#### What the exercise asks
Return verbatim all lines from the first one in the records to the line with "negative clicks: (248, 369) (64, 140)", both ends kept.

#### Raw data
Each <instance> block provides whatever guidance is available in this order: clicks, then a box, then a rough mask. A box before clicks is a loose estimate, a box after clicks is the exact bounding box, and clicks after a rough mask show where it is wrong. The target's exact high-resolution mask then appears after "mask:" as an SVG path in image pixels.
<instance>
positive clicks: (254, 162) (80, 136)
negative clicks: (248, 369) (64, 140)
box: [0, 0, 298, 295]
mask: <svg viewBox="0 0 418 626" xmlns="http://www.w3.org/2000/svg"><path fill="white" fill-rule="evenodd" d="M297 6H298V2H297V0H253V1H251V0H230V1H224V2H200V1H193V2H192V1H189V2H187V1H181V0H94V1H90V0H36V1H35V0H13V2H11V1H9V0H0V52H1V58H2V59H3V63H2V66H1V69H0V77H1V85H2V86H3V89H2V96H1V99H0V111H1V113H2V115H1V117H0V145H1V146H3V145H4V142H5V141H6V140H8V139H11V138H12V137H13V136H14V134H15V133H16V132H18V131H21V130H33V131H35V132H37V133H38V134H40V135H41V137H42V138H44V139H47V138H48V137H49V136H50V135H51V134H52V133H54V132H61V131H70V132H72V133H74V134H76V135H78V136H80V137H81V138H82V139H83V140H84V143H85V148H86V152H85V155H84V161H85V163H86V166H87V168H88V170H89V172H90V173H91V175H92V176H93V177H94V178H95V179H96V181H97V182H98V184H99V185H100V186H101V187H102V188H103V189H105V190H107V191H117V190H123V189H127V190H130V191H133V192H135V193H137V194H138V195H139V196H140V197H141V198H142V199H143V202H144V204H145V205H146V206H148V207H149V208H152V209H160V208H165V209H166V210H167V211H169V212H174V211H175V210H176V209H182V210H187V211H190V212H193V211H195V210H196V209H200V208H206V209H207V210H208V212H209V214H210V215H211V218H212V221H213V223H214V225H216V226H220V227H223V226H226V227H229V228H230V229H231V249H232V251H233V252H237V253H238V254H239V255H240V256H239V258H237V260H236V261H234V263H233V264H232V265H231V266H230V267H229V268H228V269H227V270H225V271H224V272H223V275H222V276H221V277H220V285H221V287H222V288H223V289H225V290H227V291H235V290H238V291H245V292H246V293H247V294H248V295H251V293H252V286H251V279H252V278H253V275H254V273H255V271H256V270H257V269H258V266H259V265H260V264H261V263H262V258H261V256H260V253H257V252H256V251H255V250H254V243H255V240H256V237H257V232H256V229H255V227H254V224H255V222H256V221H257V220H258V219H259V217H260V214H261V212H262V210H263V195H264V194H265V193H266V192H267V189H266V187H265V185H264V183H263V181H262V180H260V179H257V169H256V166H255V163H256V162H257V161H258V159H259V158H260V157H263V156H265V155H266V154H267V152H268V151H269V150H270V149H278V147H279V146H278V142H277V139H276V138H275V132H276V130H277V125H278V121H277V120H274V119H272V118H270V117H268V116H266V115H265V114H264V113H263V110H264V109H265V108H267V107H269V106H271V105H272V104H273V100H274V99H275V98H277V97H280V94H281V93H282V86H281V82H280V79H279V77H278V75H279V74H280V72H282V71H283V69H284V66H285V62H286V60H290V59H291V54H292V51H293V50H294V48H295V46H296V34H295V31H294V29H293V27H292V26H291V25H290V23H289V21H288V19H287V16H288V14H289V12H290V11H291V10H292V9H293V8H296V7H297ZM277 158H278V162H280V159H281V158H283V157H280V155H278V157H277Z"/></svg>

#### Exercise response
Each <instance> block provides whatever guidance is available in this order: clicks, then a box, then a rough mask. A box before clicks is a loose estimate, a box after clicks is the exact bounding box, and clicks after a rough mask show where it is wrong. The target's exact high-resolution mask then appears after "mask:" as an SVG path in image pixels.
<instance>
positive clicks: (254, 162) (80, 136)
negative clicks: (248, 369) (64, 140)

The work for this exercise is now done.